Extrait à lire ->
────────────────
Il y a bien sûr le travail des lobbies, les ravages liés à la croyance dans la croissance, l’idée que les énergies fossiles sont inépuisables, la difficulté à prendre la mesure exacte des menaces et des dégâts ; mais il y a aussi un autre facteur, à savoir que la transition écologique est souvent déclinée en termes techniques (l’isolation des bâtiments par exemple), voire technocratiques. Même si de nombreuses expériences locales posent des jalons – du mouvement des Villes en transition aux expériences type Notre-Dame des Landes – la dimension imaginaire de la transition n’est pas très présente. Pour s’engager vers d’autres mondes, il faut, d’une part, pouvoir les esquisser et, d’autre part, que ces préfigurations émanent de collectifs, de la base des sociétés. Précisément, même si certains artistes montent des projets participatifs impliquant des amateurs, des habitants, nombre de spectacles, de productions, d’expositions sont « hors-sol ». Là encore, c’est l’excellence artistique et les professionnels qui sont censés porter les bons messages, les bonnes pratiques, imaginer pour les autres. Par ailleurs, on mobilise surtout les arts visuels et la littérature, par exemple les travaux remarquables d’Émilie Hache, pour penser l’Anthropocène. La musique, les spectacles sont rarement utilisés comme des outils de préfiguration, des vocabulaires permettant de penser, d’imaginer autrement. C’est pour cela que nous travaillons à une sorte de spectacle collaboratif à Dijon en association avec des artistes, des chercheurs, des écologistes – activistes, institutionnels – et des collectifs locaux. L’idée de ce projet est justement de voir si des personnes vivant dans un territoire peuvent écrire et interpréter leur futur, imaginer sur une scène, avec des vocabulaires propres aux arts du spectacles, ce qui se passerait chez eux. Il s’agit de localiser « l’art de la transition » et que des profanes s’approprient les problématiques de la transition écologique.
────────────────
Matériel fourni ->
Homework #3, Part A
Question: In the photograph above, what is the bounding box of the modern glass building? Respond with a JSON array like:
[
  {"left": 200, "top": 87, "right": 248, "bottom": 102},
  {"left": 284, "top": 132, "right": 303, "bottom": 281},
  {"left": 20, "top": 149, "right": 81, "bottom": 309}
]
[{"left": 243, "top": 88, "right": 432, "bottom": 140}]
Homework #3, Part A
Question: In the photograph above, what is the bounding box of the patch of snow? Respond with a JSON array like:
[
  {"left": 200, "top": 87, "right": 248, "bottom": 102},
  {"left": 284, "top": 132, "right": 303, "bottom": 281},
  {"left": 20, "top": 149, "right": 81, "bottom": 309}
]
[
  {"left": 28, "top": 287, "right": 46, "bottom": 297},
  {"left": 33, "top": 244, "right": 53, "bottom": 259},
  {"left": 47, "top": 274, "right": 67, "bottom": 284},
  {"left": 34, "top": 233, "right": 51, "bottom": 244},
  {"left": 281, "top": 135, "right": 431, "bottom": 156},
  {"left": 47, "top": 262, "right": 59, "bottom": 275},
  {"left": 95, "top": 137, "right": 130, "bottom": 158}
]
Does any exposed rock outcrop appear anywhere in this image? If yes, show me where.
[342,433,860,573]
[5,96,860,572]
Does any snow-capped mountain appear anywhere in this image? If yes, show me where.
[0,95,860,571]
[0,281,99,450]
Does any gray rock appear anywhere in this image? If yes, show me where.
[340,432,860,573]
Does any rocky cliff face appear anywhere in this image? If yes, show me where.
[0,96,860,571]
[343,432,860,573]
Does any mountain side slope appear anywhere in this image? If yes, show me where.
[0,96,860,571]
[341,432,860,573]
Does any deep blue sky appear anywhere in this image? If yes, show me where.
────────────────
Consignes ->
1. Répondez à ces questions à partir de l'extrait sur la transition écologique et les arts du spectacle.
(a) Quel exemple de déclinaison technique de la transition écologique y est cité entre parenthèses ?
(b) Quels arts mobilise-t-on surtout pour penser l'Anthropocène ?
(c) Dans quelle ville le spectacle collaboratif est-il préparé ?
2. Dressez la liste de tous les partenaires associés au spectacle collaboratif d'après l'extrait sur la transition écologique et les arts du spectacle.
3. Écrivez la suite de l'extrait sur la transition écologique et les arts du spectacle, à partir de sa dernière phrase.

Corrigé ->
1.
(a) L'isolation des bâtiments.
(b) Les arts visuels et la littérature.
(c) À Dijon.

2.
- des artistes
- des chercheurs
- des écologistes, activistes et institutionnels
- des collectifs locaux

3.
Qu’est ce que l’expertise d’un profane ?
C’est une expertise basée sur l’expérience des usagers et qui complète celle des professionnels. Par exemple, face aux médecins qui s’employaient à prolonger le plus longtemps possible la vie de personnes atteintes de maux incurables, les patients et leurs proches ont pesé pour des soins palliatifs, pour des traitements anti-douleurs. Parfois, il vaut mieux mourir dignement que de continuer des traitements.
Cette expertise ne vise donc pas à remplacer les sachants ?
Elle vise plutôt à ajuster des politiques publiques en fonction d’objectifs élaborés de façon plus démocratique, corrélés aux besoins du monde social. Et, ce qui est vrai dans les domaines de la santé, du nucléaire, des OGM, pourrait aussi être transposé et expérimenté dans le monde culturel.
Vous pourriez citer l’exemple d’une exposition consacrée aux questions écologiques impliquant de la musique ?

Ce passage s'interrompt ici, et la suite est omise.